■ **Given instruction**
Reproduce the listing below in full and without alteration, apart from its pictures.

■ **Location identification entries**
--- START ---

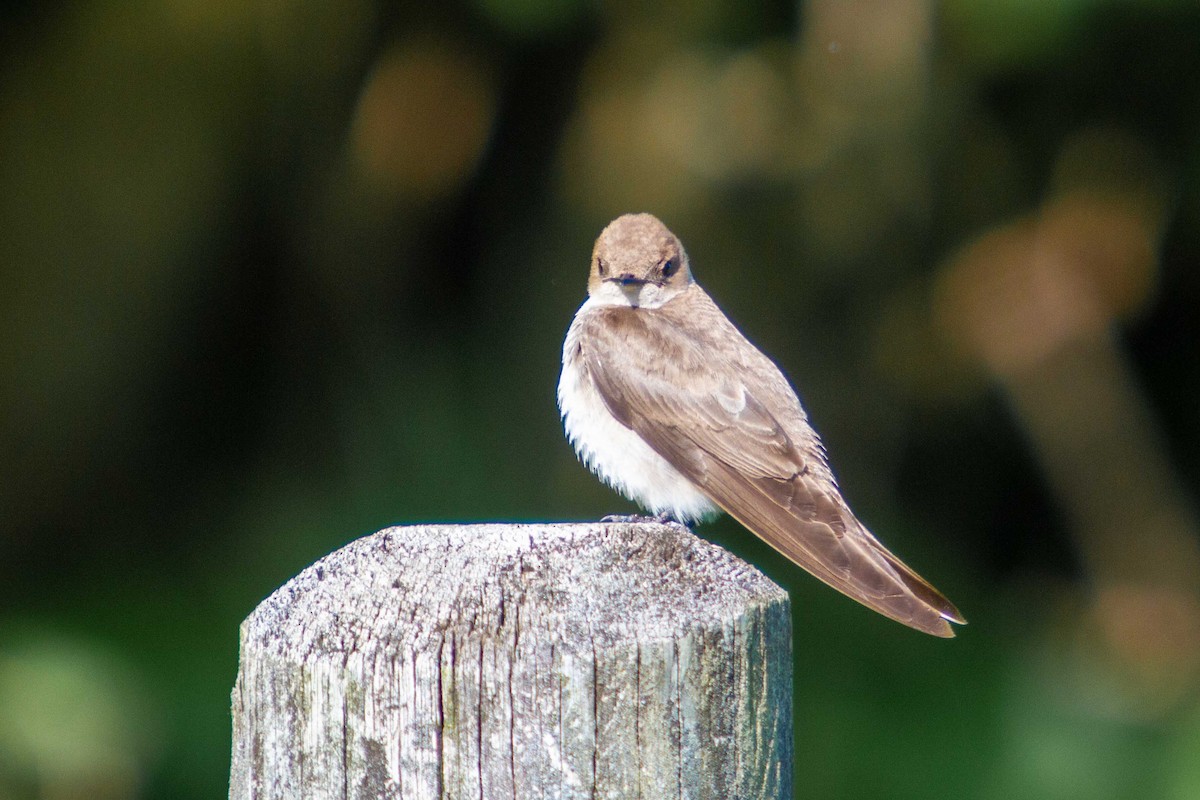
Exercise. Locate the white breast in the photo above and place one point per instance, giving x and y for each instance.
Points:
(617, 455)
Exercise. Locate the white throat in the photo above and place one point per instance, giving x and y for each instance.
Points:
(617, 455)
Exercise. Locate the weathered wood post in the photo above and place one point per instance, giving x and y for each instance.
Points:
(599, 660)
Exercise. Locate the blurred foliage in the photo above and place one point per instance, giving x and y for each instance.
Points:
(277, 275)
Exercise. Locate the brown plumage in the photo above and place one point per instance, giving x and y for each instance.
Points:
(679, 376)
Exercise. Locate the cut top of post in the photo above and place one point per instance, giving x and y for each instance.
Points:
(605, 583)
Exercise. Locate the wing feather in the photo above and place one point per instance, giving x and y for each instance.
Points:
(706, 408)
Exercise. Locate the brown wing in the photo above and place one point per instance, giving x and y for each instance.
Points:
(695, 401)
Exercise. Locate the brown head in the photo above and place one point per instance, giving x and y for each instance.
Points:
(637, 262)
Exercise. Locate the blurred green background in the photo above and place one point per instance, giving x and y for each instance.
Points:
(276, 275)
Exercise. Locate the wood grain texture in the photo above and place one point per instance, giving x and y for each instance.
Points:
(599, 660)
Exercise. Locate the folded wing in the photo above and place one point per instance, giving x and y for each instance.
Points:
(699, 407)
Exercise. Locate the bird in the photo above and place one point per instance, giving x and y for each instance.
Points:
(666, 401)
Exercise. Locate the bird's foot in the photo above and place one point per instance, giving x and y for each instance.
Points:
(636, 518)
(627, 518)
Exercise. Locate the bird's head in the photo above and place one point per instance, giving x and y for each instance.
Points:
(637, 262)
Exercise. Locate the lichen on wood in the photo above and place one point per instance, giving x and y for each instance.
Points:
(595, 660)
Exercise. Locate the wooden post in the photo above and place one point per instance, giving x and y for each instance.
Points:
(598, 660)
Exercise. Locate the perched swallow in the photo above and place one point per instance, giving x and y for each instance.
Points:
(670, 404)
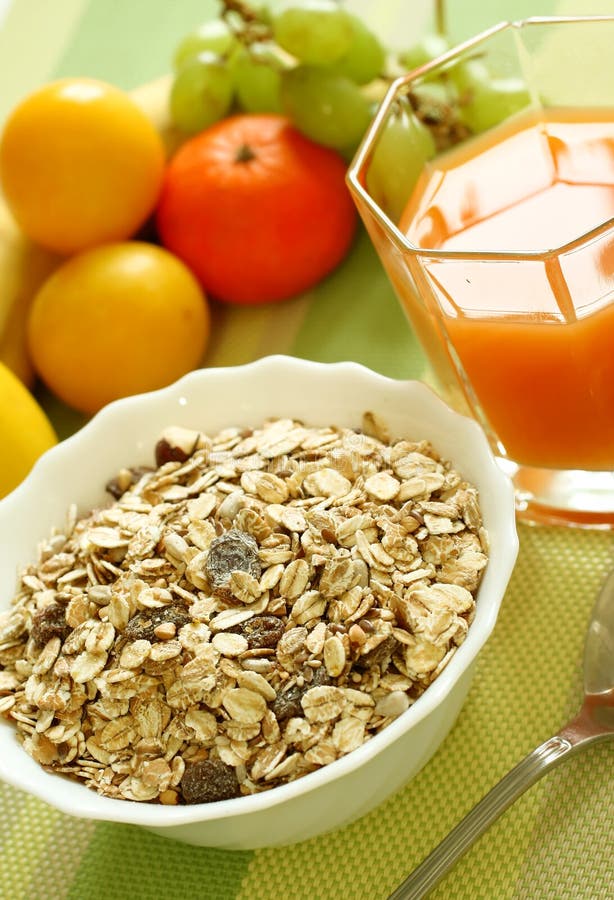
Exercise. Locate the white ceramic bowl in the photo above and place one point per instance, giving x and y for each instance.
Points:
(124, 433)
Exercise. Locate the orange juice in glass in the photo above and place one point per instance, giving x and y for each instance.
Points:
(497, 232)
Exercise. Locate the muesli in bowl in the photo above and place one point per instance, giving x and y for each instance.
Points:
(242, 623)
(253, 607)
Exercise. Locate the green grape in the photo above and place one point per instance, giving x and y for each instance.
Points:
(201, 93)
(490, 102)
(398, 160)
(429, 47)
(317, 32)
(258, 80)
(214, 36)
(365, 58)
(468, 74)
(328, 108)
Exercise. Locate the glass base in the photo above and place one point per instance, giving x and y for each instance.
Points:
(572, 497)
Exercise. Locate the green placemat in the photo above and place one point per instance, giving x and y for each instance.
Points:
(557, 841)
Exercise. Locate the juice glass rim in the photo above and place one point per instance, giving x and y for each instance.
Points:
(362, 157)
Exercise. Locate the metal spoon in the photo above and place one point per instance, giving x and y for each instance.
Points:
(593, 722)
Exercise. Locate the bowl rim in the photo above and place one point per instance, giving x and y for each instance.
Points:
(95, 806)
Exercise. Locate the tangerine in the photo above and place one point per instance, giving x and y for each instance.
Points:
(80, 164)
(257, 211)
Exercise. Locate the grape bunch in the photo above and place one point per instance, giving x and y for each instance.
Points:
(311, 60)
(321, 65)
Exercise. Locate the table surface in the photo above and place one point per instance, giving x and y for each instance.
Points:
(557, 840)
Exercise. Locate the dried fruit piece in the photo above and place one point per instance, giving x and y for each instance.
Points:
(208, 781)
(234, 551)
(124, 479)
(262, 631)
(287, 705)
(50, 622)
(143, 625)
(379, 656)
(176, 445)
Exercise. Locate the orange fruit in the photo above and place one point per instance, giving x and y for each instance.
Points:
(117, 320)
(80, 164)
(255, 209)
(25, 429)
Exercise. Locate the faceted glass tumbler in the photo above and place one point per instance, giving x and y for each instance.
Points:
(486, 183)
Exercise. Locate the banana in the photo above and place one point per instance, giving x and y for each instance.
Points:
(24, 265)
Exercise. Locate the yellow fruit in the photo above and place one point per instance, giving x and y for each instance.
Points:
(80, 164)
(23, 268)
(117, 320)
(26, 432)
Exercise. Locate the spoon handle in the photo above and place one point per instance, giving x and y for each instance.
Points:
(527, 772)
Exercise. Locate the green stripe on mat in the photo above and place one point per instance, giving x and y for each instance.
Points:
(32, 37)
(125, 861)
(513, 705)
(115, 42)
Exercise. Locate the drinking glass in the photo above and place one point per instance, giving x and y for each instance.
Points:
(486, 183)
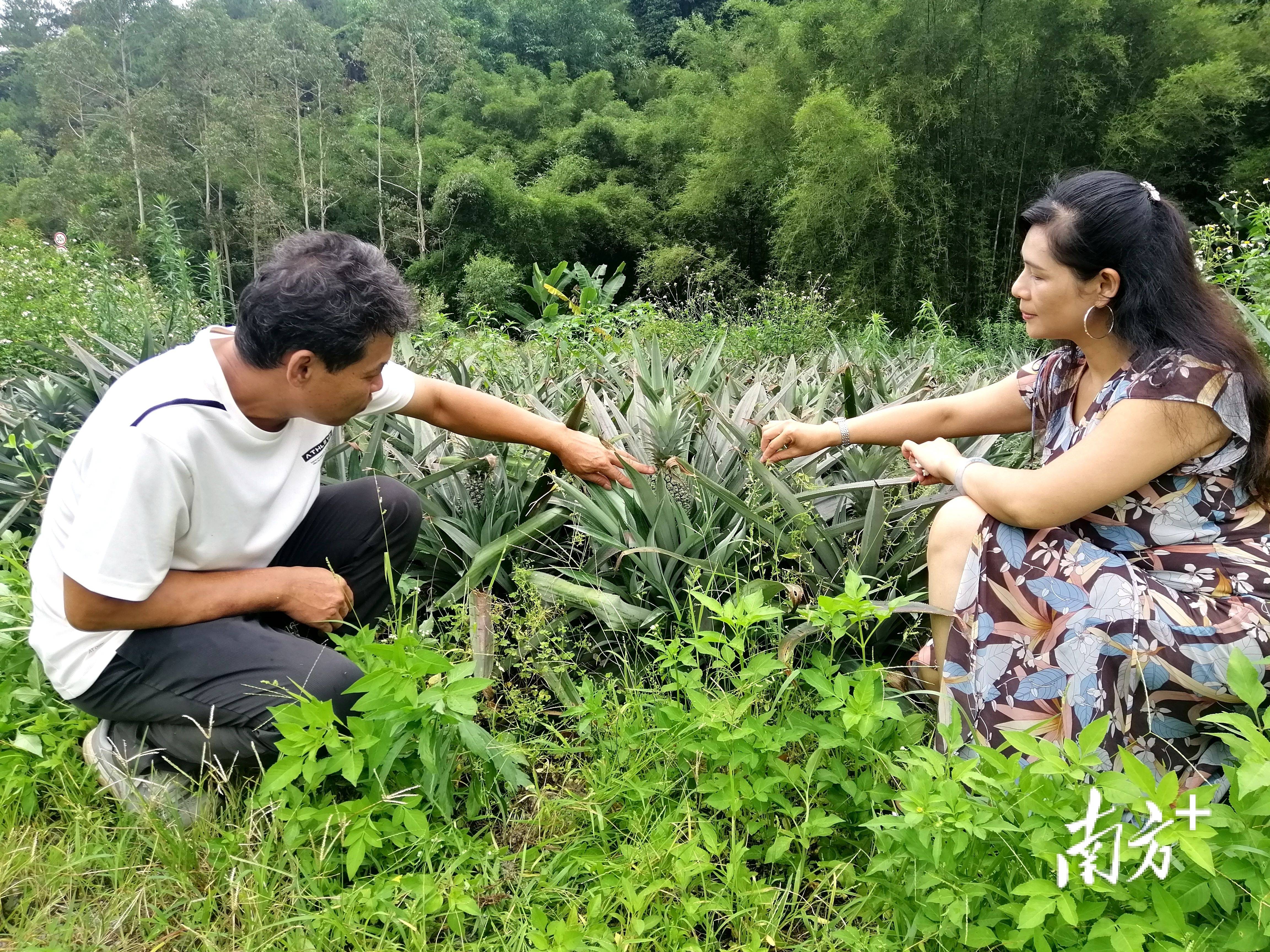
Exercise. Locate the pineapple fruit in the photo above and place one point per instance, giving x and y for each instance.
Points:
(667, 439)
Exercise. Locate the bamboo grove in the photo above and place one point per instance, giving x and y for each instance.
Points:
(886, 144)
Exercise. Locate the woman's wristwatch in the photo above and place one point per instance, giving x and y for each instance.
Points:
(960, 471)
(844, 433)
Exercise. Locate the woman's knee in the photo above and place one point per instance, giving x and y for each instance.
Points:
(954, 526)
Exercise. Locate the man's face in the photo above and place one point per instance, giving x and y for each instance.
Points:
(337, 398)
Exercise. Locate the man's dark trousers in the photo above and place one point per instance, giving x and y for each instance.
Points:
(200, 694)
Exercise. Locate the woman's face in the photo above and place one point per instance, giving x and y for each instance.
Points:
(1053, 299)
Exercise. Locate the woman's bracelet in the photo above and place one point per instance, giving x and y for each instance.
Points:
(960, 471)
(844, 433)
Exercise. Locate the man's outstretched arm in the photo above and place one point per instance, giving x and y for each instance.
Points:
(474, 414)
(317, 597)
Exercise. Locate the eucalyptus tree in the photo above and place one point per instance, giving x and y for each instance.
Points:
(197, 63)
(410, 47)
(305, 65)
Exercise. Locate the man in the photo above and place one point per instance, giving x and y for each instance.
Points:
(187, 529)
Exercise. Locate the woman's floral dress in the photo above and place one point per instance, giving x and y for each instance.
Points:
(1131, 611)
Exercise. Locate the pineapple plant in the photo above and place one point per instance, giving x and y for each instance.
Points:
(667, 439)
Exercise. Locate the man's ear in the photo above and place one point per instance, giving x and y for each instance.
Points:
(300, 367)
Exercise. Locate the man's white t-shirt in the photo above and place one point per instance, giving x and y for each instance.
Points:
(167, 473)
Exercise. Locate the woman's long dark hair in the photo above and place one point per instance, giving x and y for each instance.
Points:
(1109, 220)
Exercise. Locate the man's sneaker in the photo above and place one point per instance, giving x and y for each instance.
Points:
(164, 793)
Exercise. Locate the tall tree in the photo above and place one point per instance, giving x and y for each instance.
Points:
(306, 61)
(410, 45)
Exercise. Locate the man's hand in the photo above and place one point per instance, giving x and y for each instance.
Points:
(587, 458)
(317, 597)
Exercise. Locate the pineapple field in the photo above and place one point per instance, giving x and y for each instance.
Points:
(662, 718)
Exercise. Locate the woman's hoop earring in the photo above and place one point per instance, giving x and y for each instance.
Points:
(1085, 323)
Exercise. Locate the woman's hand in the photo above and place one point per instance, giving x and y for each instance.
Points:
(785, 440)
(933, 463)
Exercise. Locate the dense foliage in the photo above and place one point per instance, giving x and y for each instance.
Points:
(886, 145)
(615, 721)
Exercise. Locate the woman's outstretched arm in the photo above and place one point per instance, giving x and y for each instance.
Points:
(1137, 442)
(994, 409)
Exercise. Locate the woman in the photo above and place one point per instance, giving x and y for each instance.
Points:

--- END ---

■ **Solved problem**
Exercise. Locate the white breast in the photo above and place one point per instance, giving x and y for each instance.
Points:
(617, 455)
Exercise. Locate the white throat in the photo above and place one point per instance, giving x and y for each instance.
Points:
(617, 455)
Exercise. Locate the weathered wood post in the photo above and place one point per instance, giving x and y for each instance.
Points:
(599, 660)
Exercise. Locate the blurred foliage in the photo above and place one point per instance, giving x and y for each instance.
Points:
(277, 275)
Exercise. Locate the brown plumage in the photo above and place one point per instance, giving x and y for each instance.
Points:
(679, 376)
Exercise. Locate the cut top of post in the photo above and place one point per instance, giving x and y for each instance.
Points:
(605, 583)
Exercise. Locate the wing feather in the photo above and place one point per instance, giving x and y for each instance.
Points:
(706, 408)
Exercise. Locate the brown wing in the photo above and place one point per instance, giving x and y for each instance.
Points:
(695, 401)
Exercise. Locate the brown head in the photo above and place one point per instance, giving x and y for each instance.
Points:
(637, 262)
Exercise. Locate the blurred green background in the photo above and place one point per instance, giving x and y for each instance.
Points:
(276, 275)
Exercise. Locate the wood grain texture in the photo above and place one point per instance, giving x and y for each instance.
Points:
(599, 660)
Exercise. Locate the folded wing in the photo above and place one point per instance, giving x and y for each instance.
Points:
(699, 407)
Exercise. Locate the bird in the photo above and place one point per instance, giving x and y for each instance.
Points:
(666, 401)
Exercise. Locate the bird's foot in the photo above and place one point per instance, giving x and y for each instance.
Points:
(636, 518)
(627, 518)
Exercise. Locate the bird's head in the photo above and place one point per instance, giving x and y for each instance.
Points:
(637, 262)
Exercise. Locate the lichen on wood in the photo above and place one point per instance, giving x and y for each instance.
Points:
(595, 660)
Exercise. Locate the wooden post in the photo above and place one point per instance, giving x and y for each instance.
Points:
(598, 660)
Exercise. Locate the perched swallow in the photo above and place one point per instance, giving x and y for each instance.
Points:
(670, 404)
Exercise. Locate the white ceramic bowl in the photo above and place one point per instance, giving x and y for each instance.
Points:
(124, 433)
Exercise. Locate the orange juice in glass in the photo above and place one point per instance, giving x and y for each instance.
Points:
(497, 232)
Exercise. Locate the muesli in bowl in the photo above and place one point per instance, giving x and y for each instance.
Points:
(242, 623)
(253, 607)
Exercise. Locate the green grape in the photo above and place one point per instance, giving x and y for each instance.
Points:
(201, 93)
(490, 102)
(398, 160)
(429, 47)
(317, 32)
(258, 80)
(214, 36)
(365, 58)
(468, 74)
(328, 108)
Exercise. Locate the glass base in the photo above and place one point per instance, giving x and y for each instance.
Points:
(572, 497)
Exercise. Locate the green placemat in the photo above and place one point per instance, giving x and y for each instance.
Points:
(557, 841)
Exercise. Locate the juice glass rim in the photo above and place one point per instance, giving x and y for each instance.
Points:
(362, 157)
Exercise. Locate the metal spoon in the photo above and place one point per instance, giving x and y for each instance.
Points:
(593, 722)
Exercise. Locate the bowl rim in the photo above and place one point per instance, giving x and y for each instance.
Points:
(95, 806)
Exercise. Locate the tangerine in the photo above and place one point per instance, giving x and y for each instance.
Points:
(80, 164)
(257, 211)
Exercise. Locate the grape bunch in the photo above and place one point per instance, giving x and y for each instance.
Points:
(311, 60)
(321, 65)
Exercise. Locate the table surface in the photo above and place one point per instance, giving x and y for each instance.
Points:
(557, 840)
Exercise. Locate the dried fruit piece in the photo above and place one point per instance, giving x and y for each instance.
Points:
(208, 781)
(234, 551)
(124, 479)
(262, 631)
(287, 705)
(50, 622)
(143, 625)
(379, 656)
(176, 445)
Exercise. Locate the orange fruit in the photo above and place one point per instance, giving x and y for each instance.
Points:
(117, 320)
(80, 164)
(255, 209)
(25, 429)
Exercise. Locate the faceted glass tumbler in the photo above and place one point per instance, giving x and y for each instance.
Points:
(486, 183)
Exercise. Locate the banana in the photo above and place one point per instance, giving x and y for each instance.
Points:
(24, 265)
Exercise. Locate the yellow fruit in the photo above and place one point per instance, giving x and y for each instance.
Points:
(80, 164)
(23, 268)
(117, 320)
(26, 432)
Exercise. Locate the spoon handle in the photo above and place one point per instance, giving x and y for each instance.
Points:
(527, 772)
Exercise. Locate the green stripe on mat in the photo above and place one point per instance, giving x and y for each instance.
Points:
(32, 37)
(125, 861)
(513, 705)
(115, 42)
Exercise. Locate the drinking glass in the photo above and place one point per instance, giving x and y for each instance.
Points:
(486, 183)
Exercise. Locate the pineapple fruit in the photo above and place one point per instance, giving x and y for each instance.
Points:
(667, 439)
Exercise. Locate the bamboo grove in the photo above and place one point per instance, giving x and y for each instance.
Points:
(886, 144)
Exercise. Locate the woman's wristwatch in the photo above and place one point per instance, giving x and y for each instance.
Points:
(960, 471)
(844, 433)
Exercise. Locate the woman's knee in the photo above and place one point per instance, giving x and y for each instance.
Points:
(954, 526)
Exercise. Locate the man's face in the photo above and place one point per instance, giving x and y for each instance.
Points:
(337, 398)
Exercise. Locate the man's dark trousers in the photo above and place one point per instance, giving x and y for each instance.
Points:
(200, 694)
Exercise. Locate the woman's face in the photo above and place one point per instance, giving x and y for each instance.
Points:
(1053, 299)
Exercise. Locate the woman's bracelet in the photo above and place one point per instance, giving x and y for each instance.
Points:
(960, 471)
(844, 433)
Exercise. Locate the man's outstretched arm in the photo above and place one point per instance, giving x and y for each instance.
Points:
(474, 414)
(317, 597)
Exercise. Locate the eucalyptus tree in the photo above and place one point per instance, giving x and y for each instance.
Points:
(197, 63)
(410, 47)
(305, 65)
Exercise. Locate the man in the photo above and place one point per instance, giving x and y for each instance.
Points:
(187, 529)
Exercise. Locate the woman's floral dress in the photo above and place one point per instance, giving x and y for each instance.
Points:
(1131, 611)
Exercise. Locate the pineapple plant in the photo above and place one point per instance, giving x and y for each instance.
Points:
(667, 439)
Exercise. Locate the man's ear in the photo above and place one point per instance, giving x and y for each instance.
Points:
(300, 367)
Exercise. Locate the man's white t-shirt in the photo above and place one point per instance, giving x and y for each instance.
Points:
(167, 473)
Exercise. Locate the woman's long dark hair in the photo above and place one point per instance, giving x and y for each instance.
Points:
(1109, 220)
Exercise. Locate the man's sneaker in the photo above and place one point per instance, giving x and y for each instance.
Points:
(164, 793)
Exercise. Locate the tall tree in the photo above and place one point per instance, giving x and y for each instance.
Points:
(306, 61)
(410, 45)
Exercise. Locate the man's hand in the photo above and place one point per instance, giving x and y for each instance.
Points:
(587, 458)
(317, 597)
Exercise. Locate the pineapple field in the photo above and place one point per instance, giving x and y for each instance.
Points:
(662, 718)
Exercise. Locate the woman's hoop earring in the photo above and place one point per instance, giving x and y for each instance.
Points:
(1085, 323)
Exercise. Locate the woman's hand in the photo above and place one point per instance, giving x and y for each instance.
Points:
(785, 440)
(933, 463)
Exercise. Locate the dense foliage in the photo above and place one point per instance, giving x and y for each instance.
Points:
(886, 145)
(615, 721)
Exercise. Locate the woman's outstretched arm in the photo above and place one point per instance, giving x and y for each instance.
Points:
(1137, 442)
(994, 409)
Exercise. Locate the woman in the photo above and place one point per instance, giving x and y for each instance.
Points:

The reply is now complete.